--- start EXTRACTED RECORDS ---
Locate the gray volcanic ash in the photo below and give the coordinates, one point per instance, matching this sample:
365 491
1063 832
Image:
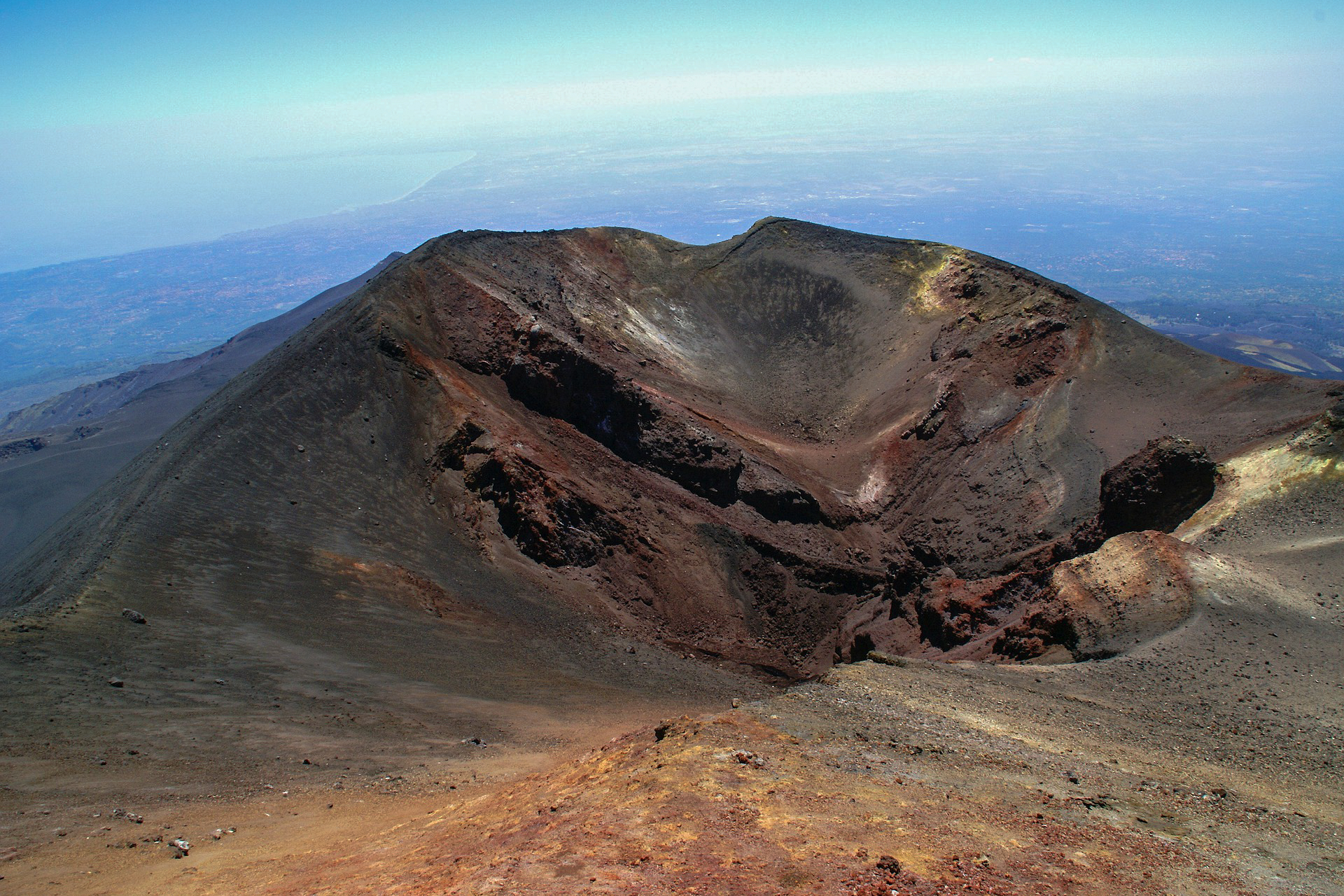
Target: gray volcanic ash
527 491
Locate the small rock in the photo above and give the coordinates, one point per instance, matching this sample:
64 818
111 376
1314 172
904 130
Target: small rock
748 758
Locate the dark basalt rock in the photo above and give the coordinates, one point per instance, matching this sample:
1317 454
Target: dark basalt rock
1156 488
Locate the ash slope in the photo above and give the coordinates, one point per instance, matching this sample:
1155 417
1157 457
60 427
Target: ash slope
776 451
59 450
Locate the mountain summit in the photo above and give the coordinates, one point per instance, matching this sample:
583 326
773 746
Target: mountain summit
776 453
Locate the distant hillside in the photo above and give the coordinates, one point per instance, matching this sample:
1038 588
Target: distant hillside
54 454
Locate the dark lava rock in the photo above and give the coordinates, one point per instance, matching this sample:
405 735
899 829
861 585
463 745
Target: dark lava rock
1156 488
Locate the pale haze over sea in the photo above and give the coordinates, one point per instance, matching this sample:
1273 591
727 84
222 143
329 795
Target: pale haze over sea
1171 162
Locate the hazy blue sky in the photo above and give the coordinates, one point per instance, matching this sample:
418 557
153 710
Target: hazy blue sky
125 125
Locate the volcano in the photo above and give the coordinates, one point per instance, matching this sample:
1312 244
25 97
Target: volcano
773 453
524 492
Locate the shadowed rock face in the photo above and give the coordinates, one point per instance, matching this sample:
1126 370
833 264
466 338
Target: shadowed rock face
777 451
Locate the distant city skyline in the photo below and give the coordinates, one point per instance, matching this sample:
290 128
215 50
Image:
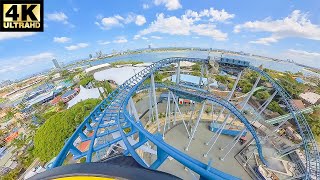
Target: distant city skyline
74 29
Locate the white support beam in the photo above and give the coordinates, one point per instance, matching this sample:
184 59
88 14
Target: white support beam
150 107
155 100
197 124
133 109
193 108
217 133
166 118
177 106
178 73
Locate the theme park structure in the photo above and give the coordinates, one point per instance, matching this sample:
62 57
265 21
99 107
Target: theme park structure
115 121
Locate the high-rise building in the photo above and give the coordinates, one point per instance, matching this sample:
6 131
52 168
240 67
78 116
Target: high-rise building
56 64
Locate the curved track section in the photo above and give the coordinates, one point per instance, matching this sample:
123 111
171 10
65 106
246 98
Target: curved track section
112 117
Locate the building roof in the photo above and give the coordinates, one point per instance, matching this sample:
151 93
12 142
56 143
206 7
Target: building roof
189 78
118 75
68 93
142 65
185 64
298 103
56 100
85 94
93 68
310 97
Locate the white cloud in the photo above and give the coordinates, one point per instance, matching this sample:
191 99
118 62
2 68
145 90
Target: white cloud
58 17
104 42
187 24
76 46
214 15
140 20
169 4
265 41
145 6
303 57
120 39
61 39
156 37
107 23
20 63
296 24
15 35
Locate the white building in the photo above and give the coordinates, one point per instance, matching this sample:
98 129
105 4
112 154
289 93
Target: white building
97 68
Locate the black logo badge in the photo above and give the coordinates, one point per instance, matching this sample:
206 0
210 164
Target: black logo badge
21 15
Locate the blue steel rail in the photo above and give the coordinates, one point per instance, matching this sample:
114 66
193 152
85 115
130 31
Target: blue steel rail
111 116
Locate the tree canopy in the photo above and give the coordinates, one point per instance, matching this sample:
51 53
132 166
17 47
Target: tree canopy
51 136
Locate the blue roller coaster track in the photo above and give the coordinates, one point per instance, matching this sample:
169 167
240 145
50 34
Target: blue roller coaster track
111 115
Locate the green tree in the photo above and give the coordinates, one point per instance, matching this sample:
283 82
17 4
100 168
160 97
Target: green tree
50 137
274 106
262 95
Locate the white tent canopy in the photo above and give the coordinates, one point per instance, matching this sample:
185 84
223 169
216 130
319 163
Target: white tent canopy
118 75
85 94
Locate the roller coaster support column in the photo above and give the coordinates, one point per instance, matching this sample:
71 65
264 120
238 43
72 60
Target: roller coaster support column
218 132
201 75
196 126
167 115
177 82
176 104
228 98
150 106
236 139
225 121
169 110
155 100
193 107
250 93
234 144
133 109
178 73
262 108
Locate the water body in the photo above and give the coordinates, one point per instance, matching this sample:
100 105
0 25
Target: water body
156 56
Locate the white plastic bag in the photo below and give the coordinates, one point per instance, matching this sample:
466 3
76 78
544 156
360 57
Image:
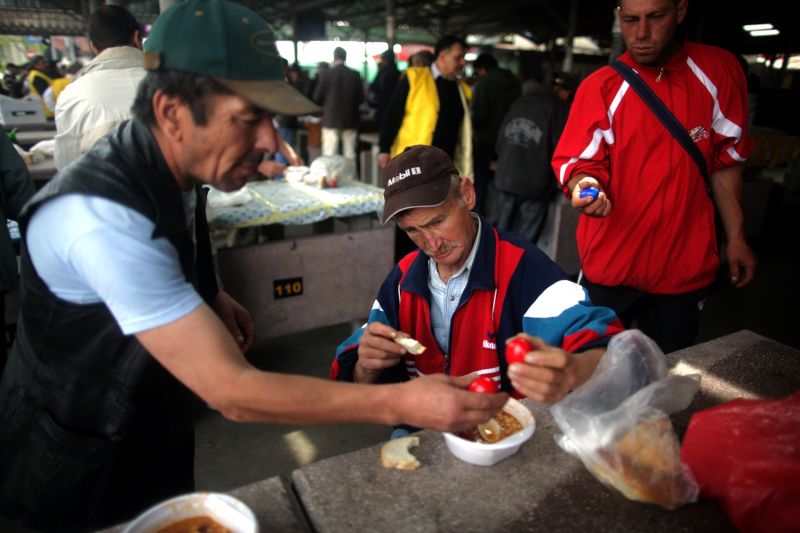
--- end EXTRACTED RECORDS ---
▸ AIM OF THE EXERCISE
Lay out every line of the records as a JSON list of strings, one string per line, with blank lines dropped and the pictures left out.

▸ OUTPUT OF THE TASK
[
  "Locate the gray volcanic ash in the photo below and give the coordinates, one point per instance, matching this sample:",
  "365 491",
  "1063 832",
  "Image:",
  "Target: gray volcanic ash",
  "527 491",
  "Locate the small rock in the photo above and give the coordinates, one point per instance, matching this sample:",
  "64 818",
  "111 376",
  "1314 172",
  "904 130",
  "Target: small rock",
  "748 758",
  "Locate the dark basalt rock in the photo above and give the coordinates, one point per instance, matching this sample:",
  "1317 454",
  "Target: dark basalt rock",
  "1156 488",
  "Locate the ash slope in the photo above and give the coordinates, one point per instance, matching this sample:",
  "1155 417",
  "1157 457",
  "60 427",
  "Target: ash slope",
  "776 451",
  "59 450",
  "Locate the mountain summit in the photo above and give the coordinates, one point per instance, matching this sample:",
  "583 326",
  "773 746",
  "Target: mountain summit",
  "776 453",
  "Locate the distant hillside in the photo above and give the coordinates, one point per instance, matching this sample:",
  "1038 588",
  "Target: distant hillside",
  "54 454",
  "Locate the dark lava rock in the photo above and give the coordinates, one point per instance, matching this sample:",
  "405 735",
  "899 829",
  "861 585",
  "463 745",
  "Target: dark lava rock",
  "1156 488",
  "Locate the pale haze over sea in the photo above and give the coordinates, one point per instance, matching this sample:",
  "1273 591",
  "727 84",
  "222 143",
  "329 795",
  "Target: pale haze over sea",
  "1171 162",
  "Locate the hazy blue sky in the photo above and give the coordinates, one point per instance, matching this sample:",
  "418 557",
  "153 710",
  "Target: hazy blue sky",
  "125 125",
  "Locate the volcano in the photo above and give the coordinates, one point per instance, matching this sample:",
  "1312 244",
  "25 97",
  "Target: volcano",
  "773 453",
  "524 492",
  "Locate the shadowed rock face in the photo above and give the coordinates, one point per instance, matching this sample:",
  "1126 370",
  "833 264",
  "466 338",
  "Target: shadowed rock face",
  "777 451",
  "Locate the distant city skyline in the photo below and give the coordinates, one point per instance, matching this sample:",
  "290 128",
  "215 50",
  "Image:",
  "Target: distant city skyline",
  "74 29",
  "Locate the white support beam in the photo above and give the coordinates, one point per instance, matching this sample:",
  "184 59",
  "88 14",
  "Target: white support beam",
  "150 107",
  "155 100",
  "197 124",
  "133 109",
  "193 108",
  "217 133",
  "166 118",
  "177 106",
  "178 73",
  "Locate the theme park structure in the photo above and give the coordinates, one point per instance, matching this sample:",
  "62 57",
  "265 21",
  "99 107",
  "Target: theme park structure",
  "115 121",
  "Locate the high-rise building in the photo above and give the coordinates, one point per instance, matching this sample:",
  "6 131",
  "52 168",
  "240 67",
  "78 116",
  "Target: high-rise building",
  "56 64",
  "Locate the curved track section in the photo above and give the coordinates, one point per instance, matching this sample:",
  "123 111",
  "171 10",
  "65 106",
  "246 98",
  "Target: curved track section",
  "112 117",
  "Locate the building roof in the photo above and give the coordinates, one point per instance, matching this sample:",
  "151 93",
  "12 142",
  "56 143",
  "206 7",
  "Target: building roof",
  "189 78",
  "118 75",
  "68 93",
  "142 65",
  "185 64",
  "298 103",
  "56 100",
  "85 94",
  "93 68",
  "310 97",
  "Locate the white cloud in the photo above and give the coordinates, one point per instance, matching this sample:",
  "191 99",
  "118 62",
  "2 68",
  "145 90",
  "Target: white cloud",
  "58 17",
  "104 42",
  "187 24",
  "76 46",
  "214 15",
  "140 20",
  "169 4",
  "265 41",
  "145 6",
  "303 57",
  "120 39",
  "61 39",
  "156 37",
  "107 23",
  "20 63",
  "296 24",
  "15 35",
  "Locate the white building in the photo above and give the coordinates, one point per instance, matching this sample:",
  "98 129",
  "105 4",
  "112 154",
  "289 93",
  "Target: white building",
  "97 68",
  "Locate the black logo badge in the photo above and give the coordinates, one point per instance, matching this sample:",
  "206 0",
  "210 164",
  "Target: black logo badge",
  "21 15",
  "Locate the blue steel rail in the photo above and give the coordinates, one point per instance, matching this sample:",
  "114 66",
  "193 152",
  "85 115",
  "130 31",
  "Target: blue steel rail",
  "111 116",
  "Locate the tree canopy in the photo above and give the coordinates, one point per instance, matching this sample:",
  "51 53",
  "132 166",
  "17 47",
  "Target: tree canopy",
  "51 136",
  "Locate the blue roller coaster track in the photo above and give the coordinates, one point per instance, matching this sample:",
  "169 167",
  "240 145",
  "50 34",
  "Target: blue roller coaster track",
  "111 115",
  "Locate the green tree in the photo above and give the coordinates, one point per instance, matching this sample:",
  "283 82",
  "17 4",
  "100 168",
  "160 97",
  "Target: green tree",
  "50 137",
  "274 106",
  "262 95",
  "Locate the white tent canopy in the photo above and give the coordinates, one point per instance, matching this sample:",
  "185 84",
  "223 169",
  "216 130",
  "319 163",
  "Target: white tent canopy",
  "118 75",
  "85 94",
  "Locate the roller coaster support column in the photo above and give the coordinates, one point per instance, matching this sample:",
  "71 65",
  "264 120",
  "238 43",
  "72 60",
  "Target: roller coaster support column",
  "218 132",
  "201 75",
  "196 126",
  "167 115",
  "177 82",
  "176 104",
  "228 98",
  "150 106",
  "236 139",
  "225 121",
  "169 110",
  "155 100",
  "193 107",
  "250 93",
  "234 144",
  "133 109",
  "178 73",
  "262 108",
  "Locate the water body in the photo above and give the coordinates, one point per instance, matching this sample:",
  "100 105",
  "0 25",
  "Target: water body",
  "156 56",
  "Locate the white plastic bag in the photo below and give the coordinates, one point per instance, matching this sample:",
  "466 3",
  "76 78",
  "544 156",
  "360 57",
  "Image:"
]